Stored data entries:
+ + + +
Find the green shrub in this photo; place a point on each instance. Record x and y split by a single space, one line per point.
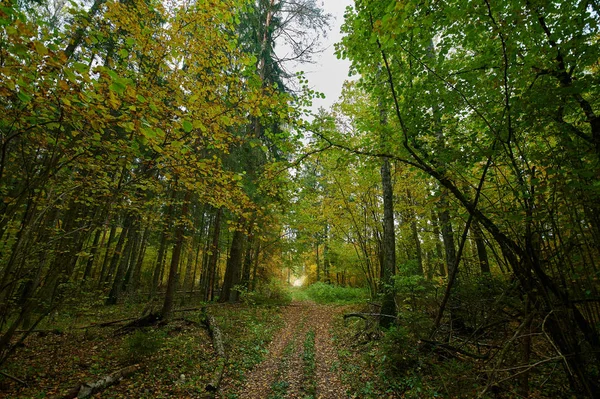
272 292
143 343
327 293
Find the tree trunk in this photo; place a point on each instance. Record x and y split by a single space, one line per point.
167 308
484 263
214 257
234 266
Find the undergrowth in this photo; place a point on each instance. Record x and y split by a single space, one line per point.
327 293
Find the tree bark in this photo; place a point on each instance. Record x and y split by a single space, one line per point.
167 308
234 267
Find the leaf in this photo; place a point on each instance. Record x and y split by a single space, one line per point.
24 97
118 87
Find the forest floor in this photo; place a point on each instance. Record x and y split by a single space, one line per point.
272 352
302 361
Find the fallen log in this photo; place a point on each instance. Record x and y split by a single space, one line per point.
365 315
217 338
89 388
452 349
14 378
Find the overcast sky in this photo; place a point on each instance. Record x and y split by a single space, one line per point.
328 74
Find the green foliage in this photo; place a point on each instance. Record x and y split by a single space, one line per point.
143 343
328 293
273 292
308 356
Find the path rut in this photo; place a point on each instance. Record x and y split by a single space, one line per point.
+ + + +
Copy all entries exactly; skip pictures.

» Task output
Find the green shrub in this photo; place a point on each instance. Record x and y split by a single space, one line per point.
272 292
143 343
327 293
Find the tree trunk in this photo; place a point on each instance. Record x and y split by a single space, one line per point.
167 308
484 263
214 257
234 266
Find the undergrowth in this photo; place a point on each instance. Record x and y split by a single space, one line per point.
327 293
Find the tree bark in this photo; place a point on each instance. Record x and y split by a single space, one line per point.
167 308
234 267
Find the leaf in this photo; place a point on each instance. Record x and y split by a single space, one line per point.
24 97
118 87
Find the forest floor in this photo; place a point on each instance. Record x and y split by a single space, one line per point.
272 352
302 361
Find the fallen log in this photo; place a point on each instance. Record x and y split by a single space, one line per point.
365 315
217 338
89 388
452 349
14 378
Find the overcast sky in this photo; place a point on each instance. Record x and y split by a single space, one line per point.
328 74
Find the green foliage in this photo; place a point on each instance. Record x and y split by a single space, one line per point.
143 343
328 293
273 292
308 356
Find the path rut in this photo; place a point on each instance. Record x and y split by a single space, one line per point.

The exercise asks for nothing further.